EXERCISE TASK - Write out the rows below word for word. Begin at the very first line and stop after the line that contains "227,285,263,316".

MATERIAL FOR THIS EXERCISE -

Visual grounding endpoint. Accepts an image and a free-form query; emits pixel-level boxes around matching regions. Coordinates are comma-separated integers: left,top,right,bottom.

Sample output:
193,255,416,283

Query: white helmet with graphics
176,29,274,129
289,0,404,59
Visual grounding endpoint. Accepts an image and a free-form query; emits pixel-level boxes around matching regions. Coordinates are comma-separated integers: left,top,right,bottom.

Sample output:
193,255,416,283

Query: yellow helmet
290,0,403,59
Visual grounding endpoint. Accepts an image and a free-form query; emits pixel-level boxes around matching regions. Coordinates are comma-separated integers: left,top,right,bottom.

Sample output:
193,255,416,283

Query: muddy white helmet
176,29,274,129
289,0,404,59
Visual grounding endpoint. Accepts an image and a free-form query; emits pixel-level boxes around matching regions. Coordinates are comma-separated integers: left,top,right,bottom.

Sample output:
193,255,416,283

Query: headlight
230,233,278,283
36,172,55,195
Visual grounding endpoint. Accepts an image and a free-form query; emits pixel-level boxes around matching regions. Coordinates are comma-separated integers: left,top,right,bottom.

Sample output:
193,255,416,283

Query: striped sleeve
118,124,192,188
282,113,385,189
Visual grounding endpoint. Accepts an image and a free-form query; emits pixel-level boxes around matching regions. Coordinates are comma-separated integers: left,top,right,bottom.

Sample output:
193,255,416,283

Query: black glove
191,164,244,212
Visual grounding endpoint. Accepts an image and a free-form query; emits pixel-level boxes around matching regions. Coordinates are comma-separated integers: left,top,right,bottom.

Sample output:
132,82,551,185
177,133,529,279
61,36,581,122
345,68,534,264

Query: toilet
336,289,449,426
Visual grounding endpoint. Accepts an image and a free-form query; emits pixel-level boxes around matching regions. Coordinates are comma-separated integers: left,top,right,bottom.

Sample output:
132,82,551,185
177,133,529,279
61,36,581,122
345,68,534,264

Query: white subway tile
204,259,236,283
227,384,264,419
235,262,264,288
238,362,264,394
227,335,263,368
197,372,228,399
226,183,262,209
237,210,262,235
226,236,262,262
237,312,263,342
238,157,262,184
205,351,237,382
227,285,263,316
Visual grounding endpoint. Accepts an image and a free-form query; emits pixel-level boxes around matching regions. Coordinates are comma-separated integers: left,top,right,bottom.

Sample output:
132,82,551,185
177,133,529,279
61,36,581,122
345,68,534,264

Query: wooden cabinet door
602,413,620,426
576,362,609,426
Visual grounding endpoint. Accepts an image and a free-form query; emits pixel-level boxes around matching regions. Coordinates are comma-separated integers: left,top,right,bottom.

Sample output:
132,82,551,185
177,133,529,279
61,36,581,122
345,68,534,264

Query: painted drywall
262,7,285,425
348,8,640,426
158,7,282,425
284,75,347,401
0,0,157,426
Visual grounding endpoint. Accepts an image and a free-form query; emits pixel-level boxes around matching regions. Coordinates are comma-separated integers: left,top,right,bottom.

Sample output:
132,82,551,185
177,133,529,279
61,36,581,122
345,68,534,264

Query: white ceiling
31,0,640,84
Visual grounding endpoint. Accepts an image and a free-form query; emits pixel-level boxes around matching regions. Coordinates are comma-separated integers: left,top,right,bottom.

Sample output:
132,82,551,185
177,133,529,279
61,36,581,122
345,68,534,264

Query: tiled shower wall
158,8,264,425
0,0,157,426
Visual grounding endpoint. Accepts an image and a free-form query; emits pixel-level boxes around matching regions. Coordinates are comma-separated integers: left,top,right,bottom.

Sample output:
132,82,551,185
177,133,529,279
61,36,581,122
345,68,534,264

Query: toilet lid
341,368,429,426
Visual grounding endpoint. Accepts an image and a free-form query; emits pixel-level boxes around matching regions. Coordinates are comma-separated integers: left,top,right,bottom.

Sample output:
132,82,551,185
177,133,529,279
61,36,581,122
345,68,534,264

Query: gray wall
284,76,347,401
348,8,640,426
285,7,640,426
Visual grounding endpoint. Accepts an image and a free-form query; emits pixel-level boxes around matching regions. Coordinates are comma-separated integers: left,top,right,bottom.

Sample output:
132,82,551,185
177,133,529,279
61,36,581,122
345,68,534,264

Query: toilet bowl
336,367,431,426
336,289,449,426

RESULT FOR THIS TASK -
Visual grounding endpoint. Accepts an image and a free-form query; emits pixel-level boxes around matching regions. Coordinates are comma-separated integers: left,top,right,bottom.

Sample output:
193,255,416,283

Query: white helmet with graphics
176,29,274,129
289,0,404,59
Visual grounding endpoint. Accepts an image and a free-form query; emits pixel-level boxes around matching regions. Coordinates are comma-separated integers: left,top,right,bottom.

Sample output:
193,255,416,283

Query: yellow helmet
290,0,403,59
Visual grounding endpoint. Accepts an image and a free-form query; emits pixel-level boxes around matching regions. Coordinates are comma-separated integers: left,top,right,bottom.

Sample output:
193,255,416,283

Query: muddy white helmet
176,29,274,129
289,0,404,59
Visual grounding endpoint. Accepts an image and a free-form query; emits pixel-level boxes around matching regions. Coordinates are comma-separated integers: left,top,right,bottom.

Sample output:
193,255,416,283

Query: headlight
230,233,278,283
36,172,55,195
Visual grounding endpoint. Accepts an image and a free-form query; emits pixel-level boxes around matching regions. Coordinates are comma-separated integers: left,top,right,bottom.

Sample output:
193,255,416,283

Query: striped sleeve
118,124,192,188
282,113,385,189
Visual grounding endpoint. Accepts an image and a free-form query; emits pixel-level boxes around matching regions. Coordinates are comma-separated integers: left,top,right,bottom.

Sample output:
193,255,416,283

Query: black glove
191,164,244,212
Visual grounding endpoint. Accepts an image and a free-form query; emits pixel-level boxes around matching regions. Coordinates are comma-separated integers: left,top,right,bottom.

Sample output:
132,82,551,185
177,133,529,279
61,36,581,122
345,68,534,264

Query: toilet
336,289,449,426
Visual grounding endpoint. Accepts an image and a free-form query; emits pixel-level boxes around matching regions. Coordinates are comma-separated integers: left,top,right,bottom.

Sample output:
132,82,551,185
177,133,529,279
61,36,581,122
345,68,534,264

Query: white subway tile
204,259,236,283
227,384,264,419
235,262,264,288
238,362,264,394
227,335,263,368
197,372,228,399
226,183,262,209
237,210,262,235
226,236,262,262
237,312,263,342
238,157,262,184
205,351,237,382
227,285,263,316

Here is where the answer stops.